= EXERCISE DATA =
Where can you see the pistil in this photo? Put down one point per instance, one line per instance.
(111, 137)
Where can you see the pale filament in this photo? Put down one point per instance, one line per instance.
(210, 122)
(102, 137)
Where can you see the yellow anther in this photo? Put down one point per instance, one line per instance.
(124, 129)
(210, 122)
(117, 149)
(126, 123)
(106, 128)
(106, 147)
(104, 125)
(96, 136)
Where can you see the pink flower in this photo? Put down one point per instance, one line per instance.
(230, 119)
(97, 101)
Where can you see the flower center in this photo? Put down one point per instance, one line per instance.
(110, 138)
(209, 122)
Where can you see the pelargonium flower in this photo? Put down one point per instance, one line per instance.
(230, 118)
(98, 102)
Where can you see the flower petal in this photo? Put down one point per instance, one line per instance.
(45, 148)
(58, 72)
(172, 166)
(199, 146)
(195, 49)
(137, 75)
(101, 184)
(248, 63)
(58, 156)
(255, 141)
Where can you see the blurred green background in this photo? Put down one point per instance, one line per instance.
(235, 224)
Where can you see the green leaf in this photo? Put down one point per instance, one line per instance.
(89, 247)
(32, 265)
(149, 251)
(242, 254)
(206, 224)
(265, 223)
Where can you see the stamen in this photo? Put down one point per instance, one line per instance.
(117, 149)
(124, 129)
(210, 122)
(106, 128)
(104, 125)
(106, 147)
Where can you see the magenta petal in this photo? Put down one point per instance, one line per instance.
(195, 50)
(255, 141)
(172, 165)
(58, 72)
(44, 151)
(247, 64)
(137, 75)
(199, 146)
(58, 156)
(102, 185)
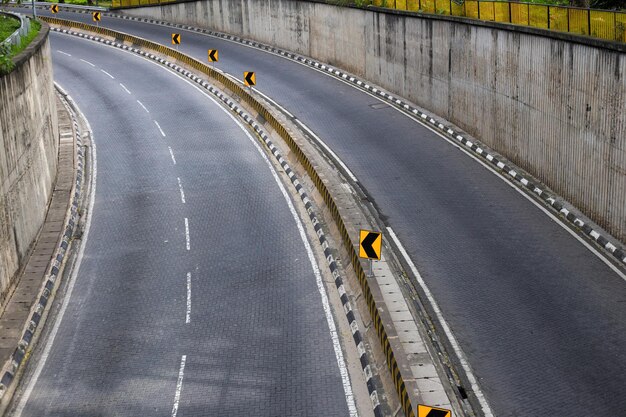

= YOUR GOAL =
These entries are to be printed again word for word, except for the pictures.

= RESULT =
Where can you see the pistil in this photo? Put down one point per instance, one line per instance.
(111, 137)
Where can you see the pale filament in this photo? Put down one point per instance, one line per instance.
(210, 122)
(102, 137)
Where can you see the yellow anther in this photo? Put down one point per instance, one line per instance.
(124, 129)
(210, 122)
(117, 149)
(126, 123)
(106, 128)
(106, 147)
(104, 125)
(96, 136)
Where can you see the pink flower in this photo? Put down one point per instance, one line per instance.
(230, 119)
(97, 101)
Where can you see the flower center in this photo? Put down one point per instance, one line per instance.
(110, 138)
(209, 122)
Where can you see the pelargonium flower in this photo? Put down one point per instance, one line per instance.
(230, 118)
(98, 102)
Where can you see the flower petal in this photo? Put down one point per instance, one line per instance.
(45, 148)
(58, 72)
(172, 166)
(199, 146)
(195, 49)
(137, 75)
(101, 184)
(248, 63)
(58, 156)
(255, 141)
Where can you see the blurred green background in this photo? Put down one point per instance, one line per instance.
(235, 224)
Where can you see the green leaf in this photo? Put down one point per instance, one line per instance.
(89, 247)
(32, 265)
(149, 251)
(242, 254)
(206, 224)
(265, 223)
Where can you see the stamen in this photo? Put down one point per instance, one line per instance.
(117, 149)
(124, 129)
(210, 122)
(106, 128)
(104, 125)
(106, 147)
Where can you see the magenta petal in this photo? Put down one point per instance, one line per instance.
(195, 50)
(255, 141)
(172, 165)
(58, 72)
(44, 151)
(247, 64)
(137, 75)
(199, 146)
(58, 156)
(102, 185)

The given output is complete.